• **What the task requires**
Rewrite the stretch of records from the line containing "Each instance of the chocolate" through the end of the records, swapping "takes one pin" for "receives one pin" and changing nothing else. Leave the pictures out.

• **Data excerpts**
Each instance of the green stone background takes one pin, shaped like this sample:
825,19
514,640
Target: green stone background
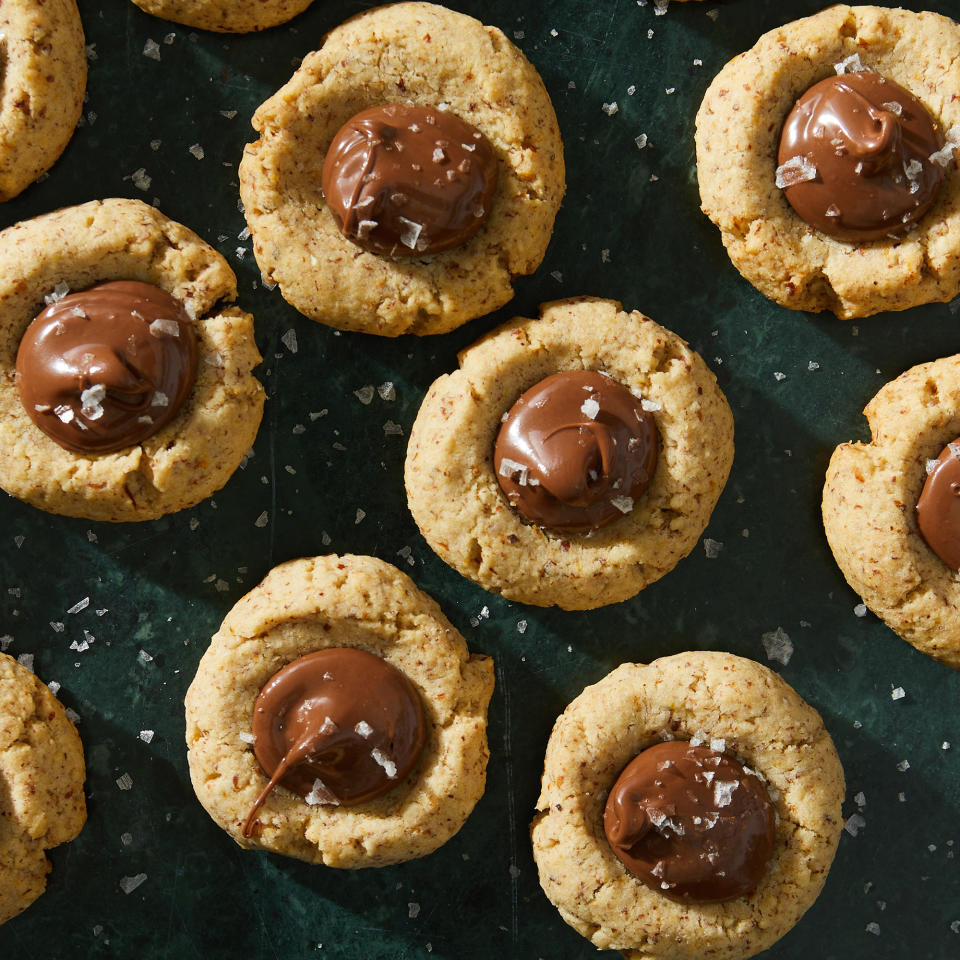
166,587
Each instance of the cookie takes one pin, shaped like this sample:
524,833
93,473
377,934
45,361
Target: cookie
41,784
225,16
737,709
44,81
870,508
738,132
453,487
328,605
428,56
194,454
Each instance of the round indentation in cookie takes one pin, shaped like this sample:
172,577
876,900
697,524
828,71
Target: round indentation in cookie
575,451
859,156
692,823
407,180
339,726
105,368
938,509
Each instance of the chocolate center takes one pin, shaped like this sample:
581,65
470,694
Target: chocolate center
406,181
103,369
858,157
691,823
339,726
576,451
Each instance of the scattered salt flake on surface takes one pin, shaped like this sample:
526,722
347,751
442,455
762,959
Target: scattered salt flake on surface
129,884
723,792
389,767
365,394
793,171
851,64
712,548
778,645
590,407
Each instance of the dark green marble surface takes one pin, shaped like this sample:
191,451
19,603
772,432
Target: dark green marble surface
630,228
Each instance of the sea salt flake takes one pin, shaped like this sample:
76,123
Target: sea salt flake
163,327
129,884
723,792
712,548
793,171
389,767
778,645
851,64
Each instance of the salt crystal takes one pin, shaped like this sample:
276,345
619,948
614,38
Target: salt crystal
778,645
712,548
164,327
851,64
129,884
389,767
590,407
793,171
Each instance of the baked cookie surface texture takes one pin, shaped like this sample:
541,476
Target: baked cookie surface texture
452,486
41,784
328,603
225,16
429,56
194,455
738,129
737,707
44,80
869,508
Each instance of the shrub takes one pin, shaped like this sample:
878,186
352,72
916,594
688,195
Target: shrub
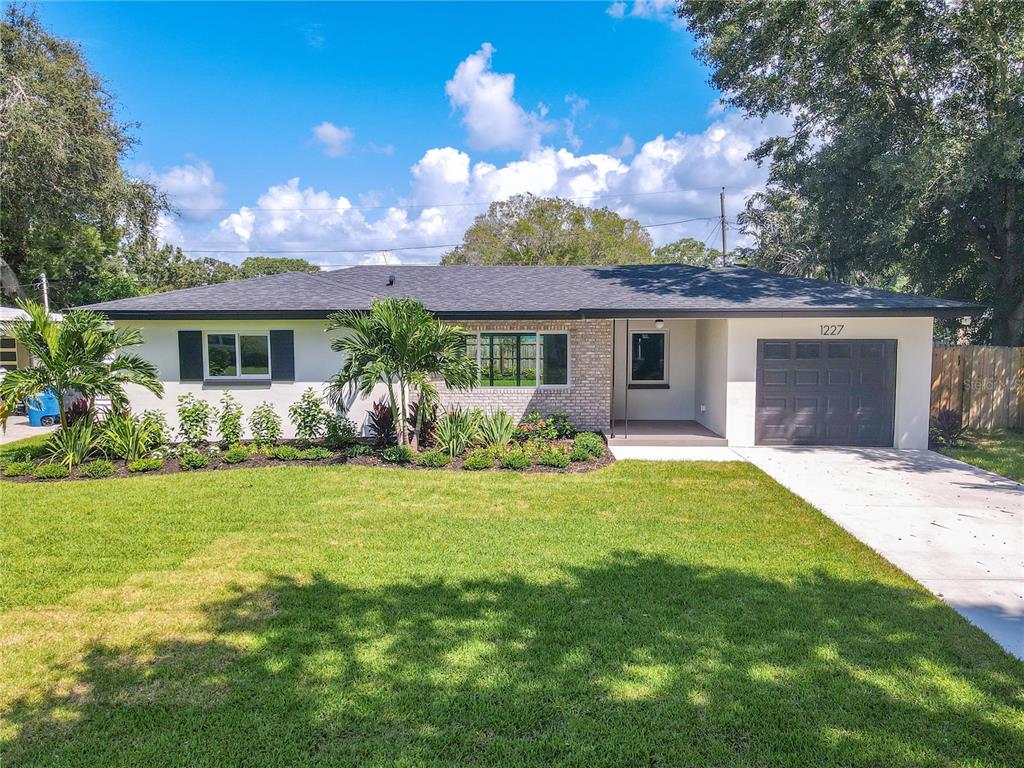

• **Reply**
Each instance of the chocolate center receives one pin, shaped like this sample:
581,65
470,694
Target: chocolate center
406,181
103,369
858,157
691,823
339,726
576,451
Each instance of the scattered salt flake on surface receives one pin, shaped like this sample:
526,722
347,751
442,455
762,959
Target: scattered salt flake on surface
129,884
723,792
389,767
365,394
793,171
851,64
712,548
778,645
590,407
Each instance of the dark green marble surface receives one pin, shaped like this sample:
191,451
19,603
772,432
Target: dark green marble surface
630,228
Each instance of the sea salt flake receives one pin, shaped like this sample:
76,123
Target: sea salt flake
163,327
129,884
723,792
712,548
793,171
389,767
778,645
851,64
Each instance of the salt crystal receives one pin, shaped like this sample:
276,345
619,948
614,38
Target: salt crystal
778,645
712,548
164,327
851,64
129,884
389,767
590,407
793,171
Each instance of the baked cookie surface texture receives one pin, shaped like this sample:
541,476
Target: baked cookie surface texture
452,486
41,784
328,603
225,16
429,56
194,455
738,129
737,707
44,80
869,508
Each instance of the shrub receives one pin, shaped like this sample:
878,186
352,72
916,594
688,195
Target: shrub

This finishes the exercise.